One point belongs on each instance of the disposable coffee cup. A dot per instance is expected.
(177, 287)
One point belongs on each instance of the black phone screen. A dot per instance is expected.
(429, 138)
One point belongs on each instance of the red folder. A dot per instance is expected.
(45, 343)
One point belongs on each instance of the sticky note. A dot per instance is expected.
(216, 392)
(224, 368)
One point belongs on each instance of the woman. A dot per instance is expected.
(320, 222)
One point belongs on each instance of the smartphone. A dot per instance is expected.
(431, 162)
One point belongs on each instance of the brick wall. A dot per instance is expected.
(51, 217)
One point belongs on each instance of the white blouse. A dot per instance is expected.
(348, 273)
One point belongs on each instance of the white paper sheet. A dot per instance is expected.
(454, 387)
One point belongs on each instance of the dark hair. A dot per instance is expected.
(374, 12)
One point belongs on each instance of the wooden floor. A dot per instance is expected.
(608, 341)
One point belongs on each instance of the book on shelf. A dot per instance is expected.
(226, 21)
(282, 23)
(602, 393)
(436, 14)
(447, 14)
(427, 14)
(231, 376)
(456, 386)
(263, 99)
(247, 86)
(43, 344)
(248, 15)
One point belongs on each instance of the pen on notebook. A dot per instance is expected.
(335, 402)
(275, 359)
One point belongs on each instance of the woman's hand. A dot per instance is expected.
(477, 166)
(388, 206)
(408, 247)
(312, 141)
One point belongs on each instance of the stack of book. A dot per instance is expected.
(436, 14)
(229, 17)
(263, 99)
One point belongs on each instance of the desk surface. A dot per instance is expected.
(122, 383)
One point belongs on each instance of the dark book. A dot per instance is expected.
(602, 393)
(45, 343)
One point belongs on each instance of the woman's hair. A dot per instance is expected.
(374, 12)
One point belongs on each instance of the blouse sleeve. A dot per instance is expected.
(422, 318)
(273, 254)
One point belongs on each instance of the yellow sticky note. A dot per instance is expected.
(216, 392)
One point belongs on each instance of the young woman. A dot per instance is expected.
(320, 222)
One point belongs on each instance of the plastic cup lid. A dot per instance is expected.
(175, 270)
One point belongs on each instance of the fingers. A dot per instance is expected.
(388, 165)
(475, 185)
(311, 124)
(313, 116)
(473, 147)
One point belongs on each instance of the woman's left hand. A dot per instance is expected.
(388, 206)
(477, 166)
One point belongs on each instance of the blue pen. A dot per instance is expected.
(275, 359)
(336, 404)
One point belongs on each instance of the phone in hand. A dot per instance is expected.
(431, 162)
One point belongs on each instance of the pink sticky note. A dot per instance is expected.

########

WORK REQUEST → The answer is to be the complete listing, transcribed exactly.

YOUR RESPONSE →
One point belongs on each instance of the disposable coffee cup. A dot per instance is expected.
(177, 287)
One point belongs on each instance of the black phone screen. A dot per instance is expected.
(429, 138)
One point belongs on each instance of the red folder. A dot per instance is expected.
(45, 343)
One point belongs on each instance of the sticky note. A dot per instance is expected.
(216, 392)
(224, 368)
One point belongs on each instance of the woman. A dot per instance is expected.
(320, 222)
One point belongs on each instance of the smartphone. A dot per instance is expected.
(431, 162)
One point belongs on each instance of the brick wall. A dot per instance is expected.
(51, 217)
One point belongs on each instance of the white blouse. A dot per instance is expected.
(348, 273)
One point belongs on each instance of the white paper sheet. A dot per instance is expected.
(454, 387)
One point belongs on each instance of the dark hair. A dot per instance is expected.
(374, 12)
One point belongs on each instance of the wooden floor. A dot per instance is expected.
(608, 341)
One point belongs on each instance of the book on shelf. A dot per instance is expected.
(226, 21)
(282, 23)
(602, 393)
(436, 14)
(447, 14)
(427, 14)
(231, 376)
(456, 386)
(263, 99)
(247, 86)
(43, 344)
(248, 15)
One point belongs on each instance of the pen on notebook. A dot per instance is expected.
(335, 402)
(275, 359)
One point belongs on each instance of the woman's hand. A dot per instance is expected.
(477, 166)
(388, 206)
(408, 247)
(312, 141)
One point belongs on each instance of the stack of book. A dot per instance is expected.
(436, 14)
(229, 17)
(263, 99)
One point belongs on each instance of the desk surface. A dot per instance is expected.
(122, 383)
One point belongs on each instance of the dark book. A dot per instance is expected.
(602, 393)
(45, 343)
One point belongs on each instance of the woman's hair. A dot per instance is expected.
(374, 12)
One point belongs on each instance of the blouse sleeve. A dot per instance is expected.
(422, 318)
(273, 254)
One point belongs on each instance of the yellow sticky note. A dot per instance is expected.
(216, 392)
One point belongs on each instance of the young woman. A dot per instance is expected.
(320, 222)
One point belongs on each instance of the plastic cup lid. A dot per instance is expected.
(175, 270)
One point belongs on each instance of the fingers. A dot per instance is expected.
(388, 165)
(475, 185)
(311, 124)
(313, 116)
(473, 147)
One point belongs on each instance of the woman's left hand. A dot per instance is expected.
(388, 206)
(477, 166)
One point belongs on each instance of the blue pen. A dot per instance is expected.
(275, 359)
(336, 404)
One point belongs on each instance of the phone in hand. A dot per instance is expected.
(431, 162)
One point belongs on each instance of the pink sticky note. A dot per instance is expected.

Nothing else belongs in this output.